> _About this task_
So that nothing is lost, write out all the lines below exactly.

====== Records to use ======

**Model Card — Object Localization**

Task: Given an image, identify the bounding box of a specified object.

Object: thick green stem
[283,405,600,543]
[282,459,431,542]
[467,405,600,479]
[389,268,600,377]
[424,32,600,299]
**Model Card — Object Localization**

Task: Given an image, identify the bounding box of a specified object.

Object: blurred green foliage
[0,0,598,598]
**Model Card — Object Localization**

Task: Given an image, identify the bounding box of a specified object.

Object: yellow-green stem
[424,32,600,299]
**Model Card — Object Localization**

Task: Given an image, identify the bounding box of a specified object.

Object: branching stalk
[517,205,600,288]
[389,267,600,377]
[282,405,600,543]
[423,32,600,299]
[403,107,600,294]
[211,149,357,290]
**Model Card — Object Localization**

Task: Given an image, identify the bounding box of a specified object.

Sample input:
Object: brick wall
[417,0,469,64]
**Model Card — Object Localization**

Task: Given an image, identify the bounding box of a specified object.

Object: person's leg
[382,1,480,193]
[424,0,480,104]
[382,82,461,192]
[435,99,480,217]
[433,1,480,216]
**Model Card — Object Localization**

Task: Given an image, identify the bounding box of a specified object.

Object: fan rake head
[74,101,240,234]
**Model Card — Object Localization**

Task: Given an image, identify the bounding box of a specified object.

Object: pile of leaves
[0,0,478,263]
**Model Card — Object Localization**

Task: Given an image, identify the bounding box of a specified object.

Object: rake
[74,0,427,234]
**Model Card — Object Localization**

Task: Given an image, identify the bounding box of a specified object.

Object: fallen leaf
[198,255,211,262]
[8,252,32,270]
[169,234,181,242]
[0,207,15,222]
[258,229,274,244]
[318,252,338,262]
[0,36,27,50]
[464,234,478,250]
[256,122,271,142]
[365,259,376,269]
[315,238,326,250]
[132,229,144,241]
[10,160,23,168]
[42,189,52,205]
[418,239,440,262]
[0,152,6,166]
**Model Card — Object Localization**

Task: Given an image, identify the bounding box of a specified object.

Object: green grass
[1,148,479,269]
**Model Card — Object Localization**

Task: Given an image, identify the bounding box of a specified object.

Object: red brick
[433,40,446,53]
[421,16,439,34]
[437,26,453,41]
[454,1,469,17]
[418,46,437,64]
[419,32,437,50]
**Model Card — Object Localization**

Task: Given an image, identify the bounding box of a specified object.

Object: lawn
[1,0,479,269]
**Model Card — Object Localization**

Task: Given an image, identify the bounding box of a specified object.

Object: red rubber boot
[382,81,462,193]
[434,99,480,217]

======

> _Problem solution_
**Model Card — Object Localization**

Task: Given an image, identify the bounding box of a specified object.

Object: thick green stem
[283,405,600,543]
[282,459,431,542]
[467,405,600,479]
[389,268,600,377]
[424,32,600,299]
**Model Card — Object Localization**

Task: Given an image, identify the bounding box of a specified object.

Object: blurred green foliage
[0,0,598,598]
**Model Card — Object Localization**

Task: Given an image, identify the bounding box of a specified object.

Object: yellow-green stem
[424,32,600,299]
**Model Card — Object Localization**

Task: Given an image, identify the bounding box of a specified object.

Object: branching stalk
[517,205,600,288]
[389,267,600,377]
[282,405,600,543]
[423,32,600,299]
[403,107,600,294]
[211,149,357,290]
**Model Card — Object Localization**

Task: Given an image, identify the bounding box of a specified object.

Sample input:
Object: brick wall
[417,0,469,64]
**Model Card — Object Localization**

Task: Given an image, identify the bounding box of a specified object.

Object: person's leg
[382,1,480,193]
[424,0,480,104]
[382,82,461,192]
[435,99,480,217]
[433,1,480,216]
**Model Card — Object Localization**

Task: Given an image, identify the bounding box of a specified object.

Object: fan rake head
[74,101,240,234]
**Model Card — Object Localization**

Task: Given an image, identify the bounding box of a specified object.

Object: pile of leaves
[0,0,478,263]
**Model Card — Object Localization**

Task: Given an image, identify the bounding box of a specified object.

Object: rake
[74,0,427,234]
**Model Card — Object Localization**

Task: Given an image, identify the bounding box of a specified object.

Object: fallen leaf
[198,255,211,262]
[8,252,32,270]
[169,234,181,242]
[0,207,15,222]
[258,229,274,244]
[318,252,338,262]
[0,36,27,50]
[464,234,478,250]
[256,122,271,142]
[365,259,376,269]
[315,238,326,250]
[132,229,144,241]
[10,160,23,168]
[42,189,52,205]
[418,239,440,262]
[0,152,6,166]
**Model Card — Object Localization**

Task: Given an image, identify the bounding box of a specified object.

Object: green grass
[1,148,479,269]
**Model Card — Object Localization**

Task: Given an image, identify the bounding box of a specified object.

Object: red brick
[433,40,446,53]
[421,16,439,34]
[437,26,453,41]
[454,1,469,17]
[418,46,437,64]
[419,32,437,50]
**Model Card — Object Localization**

Task: Given an image, identify the bounding box of a specified object.

Object: lawn
[1,0,479,269]
**Model Card — Object Localization**

Task: Given an image, identify the bounding box of a specified object.

Object: red rubber boot
[382,81,462,193]
[434,99,480,217]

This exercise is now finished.